>> Start Selection

# chainsaw for dirt



## maninthesea (Nov 11, 2008)

Was out in the Jungle digging up plants and started wondering if there was a chainsaw made for cutting thru dirt. Kind of like a hand held ditch-which. Did a google search and all i found was dont let your *chainsaw* touch *DIRT. *
I could see using it to cut around small trees and other plants for transplanting. Or to cut a trough to run electrical for outside lighting, gas lines for Tiki Torches, comunication cables, bury the underground lines for a virtual electric dog fence, etc.
Not that I would need one enough to justify it but it seems with all the specialty tools out there someone must have thought of it and built one.

Cheers Jim


----------



## Rustbucket (May 22, 2009)

If somebody comes up with one, I'll be the first in line. I think the reason people say "don't let the chainsaw touch the dirt", is that it dulls the chain faster. I have considered buying a beater Poulan or something to try it out, but I get the uneasy feeling that it could end up biting me. Literally! 

I think what I would really like to see if something that looks like a small rototiller, but with a chainsaw-like blade that is designed for digging and cutting through roots.


----------



## KillerToiletSpider (May 27, 2007)

I have an ICS chain saw that cuts concrete, I've never tried cutting anything else with it though.


----------



## maninthesea (Nov 11, 2008)

Oh yes I know from growing up cutting firewood you dont want to let a regular saw touch the dirt. 

I was thinking you could put a spring loaded blade guard on the top that hinged near the engine to keep the blade from cutting you in a kickback. Would still probably hurt like hell but would keep the top of the blade from cutting you. 
I had a freind in grade school who's dad died from chainsaw kickback. Its something I think about every time I use one.

Cheers, Jim


----------



## maninthesea (Nov 11, 2008)

Just googled the concrete saws. I bet they would cut dirt. From what I gather you need a watersuply to clear the debrie and cool the chain. Also like I suspected to high in price for something used ocasionaly.


----------



## S.R.E. (Apr 8, 2010)

How about a small trencher? They are built to cut through the dirt after all.


----------



## Tom Struble (Mar 2, 2007)

hmmm dirt..water? sounds like ya need a mud saw


----------



## maninthesea (Nov 11, 2008)

tomstruble said:


> hmmm dirt..water? sounds like ya need a mud saw


Is there such an animal


RE Small trencher. I was thinking of a more portible solution. Something with say an 18-20" depth of cut. That you could hike up and down a hill. Which would limit where you could use a saw that needed a water supply.

Cheers Jim

Again I wont be buying one unless I stumble upon a pile of cash but its nice to know there is a better way when your thinking "there has got to be an easier way".


----------



## DuMass (Feb 6, 2008)

What about something like the Alpine Magnum?
It looks like it can be used for trenching or stump grinding.

http://www.alpinemagnum.com/grinder_photos_3.htm


----------



## tcleve4911 (Mar 26, 2006)

DuMass said:


> What about something like the Alpine Magnum?
> It looks like it can be used for trenching or stump grinding.
> 
> http://www.alpinemagnum.com/grinder_photos_3.htm


another tool I have never seen!!!!!!!:clap::laughing::notworthy:w00t:


----------



## Prometheus (Sep 12, 2012)

>> End Selection
>> Start Data excerpt

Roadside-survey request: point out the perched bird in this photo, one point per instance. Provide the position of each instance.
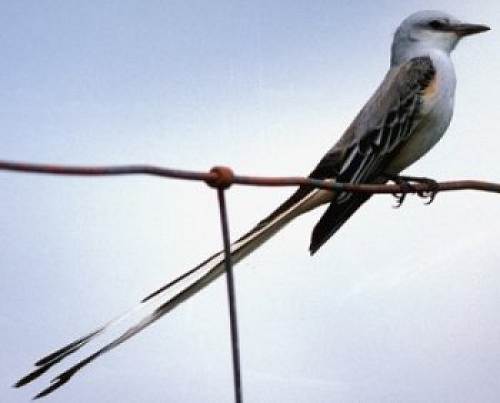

>> End Data excerpt

» **What is asked**
- a) List each use the opening post of the chainsaw thread gives for cutting a trough.
- b) Transcribe the part of the chainsaw thread starting at "## DuMass (Feb" and ending at "(Mar 26, 2006)".

» **Answers to the tasks**
- a)
- electrical for outside lighting
- gas lines for Tiki Torches
- comunication cables
- the underground lines for a virtual electric dog fence

- b)
## DuMass (Feb 6, 2008)

What about something like the Alpine Magnum?
It looks like it can be used for trenching or stump grinding.

http://www.alpinemagnum.com/grinder_photos_3.htm


----------



## tcleve4911 (Mar 26, 2006)